Source records:
■ ■ ■ ■ ■ ■ ■
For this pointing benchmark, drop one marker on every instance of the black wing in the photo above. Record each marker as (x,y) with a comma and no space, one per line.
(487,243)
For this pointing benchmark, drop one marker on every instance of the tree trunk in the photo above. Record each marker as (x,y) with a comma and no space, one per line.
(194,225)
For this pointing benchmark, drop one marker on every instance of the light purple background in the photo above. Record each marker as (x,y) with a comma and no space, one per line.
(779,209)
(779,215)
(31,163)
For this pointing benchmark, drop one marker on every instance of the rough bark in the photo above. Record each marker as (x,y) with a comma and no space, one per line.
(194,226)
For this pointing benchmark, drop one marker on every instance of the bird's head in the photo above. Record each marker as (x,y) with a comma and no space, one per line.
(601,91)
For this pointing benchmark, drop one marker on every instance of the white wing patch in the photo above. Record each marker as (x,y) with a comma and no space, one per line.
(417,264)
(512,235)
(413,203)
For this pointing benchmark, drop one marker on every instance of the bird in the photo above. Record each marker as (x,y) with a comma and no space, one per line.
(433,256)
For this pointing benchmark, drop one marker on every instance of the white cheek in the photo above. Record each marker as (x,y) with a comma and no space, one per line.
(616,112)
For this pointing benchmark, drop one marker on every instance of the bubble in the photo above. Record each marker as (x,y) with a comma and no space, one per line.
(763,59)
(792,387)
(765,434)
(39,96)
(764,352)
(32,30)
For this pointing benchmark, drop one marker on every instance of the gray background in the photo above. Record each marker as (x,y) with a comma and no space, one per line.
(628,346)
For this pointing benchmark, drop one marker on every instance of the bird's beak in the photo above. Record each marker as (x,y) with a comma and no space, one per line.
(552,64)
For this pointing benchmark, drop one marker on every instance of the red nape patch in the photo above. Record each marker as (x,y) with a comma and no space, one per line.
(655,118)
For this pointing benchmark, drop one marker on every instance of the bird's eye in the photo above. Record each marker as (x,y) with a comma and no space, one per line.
■ ■ ■ ■ ■ ■ ■
Aim: Convert the listing above into a Markdown table with the columns Row and Line, numbering each line in Row. Begin at the line that contains "the bird's beak", stop at the end of the listing, and leave out blank lines.

Output below:
| Row | Line |
|---|---|
| 1 | For this pointing benchmark, drop one marker on every instance of the bird's beak in the photo above. Record each marker as (x,y) with a comma and no space, one per line. |
| 2 | (552,64) |
| 3 | For this pointing benchmark, drop one marker on every instance of the red nape patch in the photo above. Record each marker as (x,y) with a comma and no space, one per line. |
| 4 | (655,118) |
| 5 | For this pointing benchmark, drop one marker on every instance of the bird's eye in the photo above. Record each marker as (x,y) with a comma and no space, one per line. |